Data: 2002-03-14 21:56:53
Temat: Re: moje dziecko i jego tatus :-( (dlugie)
Od: "Asia" <a...@t...com.pl>
Pokaż wszystkie nagłówki
> Owszem, mieszkalem tam przez chwile jak wiesz i Basia swietnie sie tam
> bawila i swietnie czula (oczywiscie nie jestem w stanie tego udowodnic),
> moj wynajety dom jest daleko, panujaca temperatura tam wola o pomste do
> nieba, samochod mam dalej zepsuty... nie bardzo mialem sie gdzie podziac
> z wlasna corka....
A pamietasz czasy kiedy ja miales na codzien? Skoro zdecydowales sie sam
odejsc, bez zadnej walki o poprawe to na co liczysz? Kiedy odchodziles bylo
Ci obojetne gdzie bedziesz mieszkac (cos wynajme), optymizowales co do
kwestii finansowej (cos sie zarobi), a teraz wychodzi na to, ze mialam
jednak racje. Moj drogi odszedles w bardzo nieelegancki sposob. Byles
beszczelny, arogancki, mowiles, ze masz prawo do prywatnego zycia (smieszne
rzeczy zonie opowiadasz ;), wiec trzeba ponies konsekwencje. Nie chce byc
zlosliwa, ale z tych wlasnie powodow nie chce Cie wcale ogladac.
Zdecydowalam sie na dwa razy w tyg. tylko ze wzgledu na dziecko. Skoro Ty
wszystko spiepszyles, to Ty wszystko musisz naprawiac.
Bledem bylo to ze oklamywalem...
Kilka razy to slyszalam, a pozniej robiles swoje, wiec czekam na raz
nastepny...tym razem bez emocji :-).
> Tak, przyznaje zdazylo mi sie to... raz.
> Co do reszty... wiem ze to co powiem, nie bedzie obiektywne i pewnie
> marny to argument, ale wsrod znajomych zawsze uchodzilem za "pantofla"
> ktory nic innego nie robi, tylko pracuje, a po pracy sie dzieckiem
> zajmuje.
No wiec zadbales o wizerunek wsrod znajomych kosztem rodziny, dziecka -
zadowolony??? Ponadto byles pantoflem, a teraz lepszymi epitetami Cie
okreslaja....chocby w niektorych postach.
****************************************
Zadanie pisemne 1 >>
Odpowiedz na poniższe pytania dotyczące wiadomości Asi.
(a) Jakiego dnia i o której godzinie wysłano wiadomość?
(b) Na ile razy w tygodniu zdecydowała się Asia i ze względu na kogo?
(c) Za kogo wśród znajomych zawsze uchodził autor cytowanych słów?
Zadanie pisemne 2 >> Podejmij wiadomość Asi w miejscu, w którym się kończy, i dopisz jej dalszy ciąg.

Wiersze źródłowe
****************************************
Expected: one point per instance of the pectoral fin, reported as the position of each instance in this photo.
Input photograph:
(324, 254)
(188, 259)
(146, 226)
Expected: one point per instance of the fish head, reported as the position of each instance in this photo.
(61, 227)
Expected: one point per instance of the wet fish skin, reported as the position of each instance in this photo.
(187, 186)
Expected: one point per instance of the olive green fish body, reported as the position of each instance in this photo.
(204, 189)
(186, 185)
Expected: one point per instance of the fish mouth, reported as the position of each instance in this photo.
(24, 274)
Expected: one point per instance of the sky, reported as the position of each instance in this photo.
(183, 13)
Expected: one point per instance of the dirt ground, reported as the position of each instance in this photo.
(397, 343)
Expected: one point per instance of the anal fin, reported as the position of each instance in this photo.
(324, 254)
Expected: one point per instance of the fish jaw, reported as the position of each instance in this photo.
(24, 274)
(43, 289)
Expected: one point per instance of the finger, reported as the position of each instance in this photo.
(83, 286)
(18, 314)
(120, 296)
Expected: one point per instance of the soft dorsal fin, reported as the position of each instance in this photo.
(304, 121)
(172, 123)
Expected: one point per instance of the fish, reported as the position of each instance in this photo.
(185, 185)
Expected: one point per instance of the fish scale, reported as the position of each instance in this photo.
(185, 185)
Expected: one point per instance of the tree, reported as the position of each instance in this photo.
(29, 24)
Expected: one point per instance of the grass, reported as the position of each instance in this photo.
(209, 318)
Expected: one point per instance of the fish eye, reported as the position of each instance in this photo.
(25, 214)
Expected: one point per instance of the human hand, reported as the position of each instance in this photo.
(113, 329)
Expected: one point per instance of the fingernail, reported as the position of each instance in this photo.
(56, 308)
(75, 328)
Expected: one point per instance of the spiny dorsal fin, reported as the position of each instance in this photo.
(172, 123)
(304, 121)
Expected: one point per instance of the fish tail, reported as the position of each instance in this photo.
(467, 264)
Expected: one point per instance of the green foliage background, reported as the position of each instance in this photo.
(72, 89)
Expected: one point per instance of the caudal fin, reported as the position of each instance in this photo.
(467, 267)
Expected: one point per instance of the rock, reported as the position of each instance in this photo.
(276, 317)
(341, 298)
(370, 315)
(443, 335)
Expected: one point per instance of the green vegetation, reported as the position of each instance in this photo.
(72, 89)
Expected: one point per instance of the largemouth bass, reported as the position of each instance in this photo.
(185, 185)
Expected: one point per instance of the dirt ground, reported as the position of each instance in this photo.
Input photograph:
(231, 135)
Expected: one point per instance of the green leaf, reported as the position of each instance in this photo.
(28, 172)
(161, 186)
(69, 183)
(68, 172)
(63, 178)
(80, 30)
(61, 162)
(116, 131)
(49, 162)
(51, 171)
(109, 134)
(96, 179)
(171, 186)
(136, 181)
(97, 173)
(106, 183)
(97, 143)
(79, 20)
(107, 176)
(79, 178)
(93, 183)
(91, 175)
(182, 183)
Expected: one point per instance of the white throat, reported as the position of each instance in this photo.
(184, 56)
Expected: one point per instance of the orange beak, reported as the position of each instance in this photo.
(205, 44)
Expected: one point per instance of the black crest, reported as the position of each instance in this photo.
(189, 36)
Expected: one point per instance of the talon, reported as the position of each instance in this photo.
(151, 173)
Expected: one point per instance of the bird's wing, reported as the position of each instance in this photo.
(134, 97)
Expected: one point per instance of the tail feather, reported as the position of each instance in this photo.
****************************************
Odpowiedź 1 >>
(a) 14 marca 2002 roku o 21:56:53.
(b) Na dwa razy w tygodniu, tylko ze względu na dziecko.
(c) Za „pantofla”, który tylko pracuje, a po pracy zajmuje się dzieckiem.

Odpowiedź 2 >>
Wiem, ze nie robilem nawet 30% tego co moja zona, ale naprawde
> sie staralem i pomagalem jak moglem. Z reszta w zaleznosci od humorow i
> nastrojow zony nie raz slyszalem, ze jestem swietnym ojcem (na przemian
> z tym, ze jestem baznadziejny).
Swietnym ojcem byles przez niecaly rok. Robiles to co powinien ojciec robic.
Moze nie masz szcegolnego podejscia do dzieci, ale wychodzilam z zalozenia,
ze jestesmy razem wiec musimy sie uzupelniac. Jedne sprawy Ty lepiej
zalatwiasz inne ja. Teraz niestety sie zmienilo i dlatego mam zdanie o Tobie
jakie mam chocby ze wzgledu na to, ze nie tyle nie byles w stanie - Ty nie
chciales zapewnic dziecku normalnego zycia w rodzinie. Palcem nie kiwnoles -
po prostu Ci sie ta zabawa znudzila i zmyles sie z pokladu.
Nie ma sensu tego teraz rozstrzasac...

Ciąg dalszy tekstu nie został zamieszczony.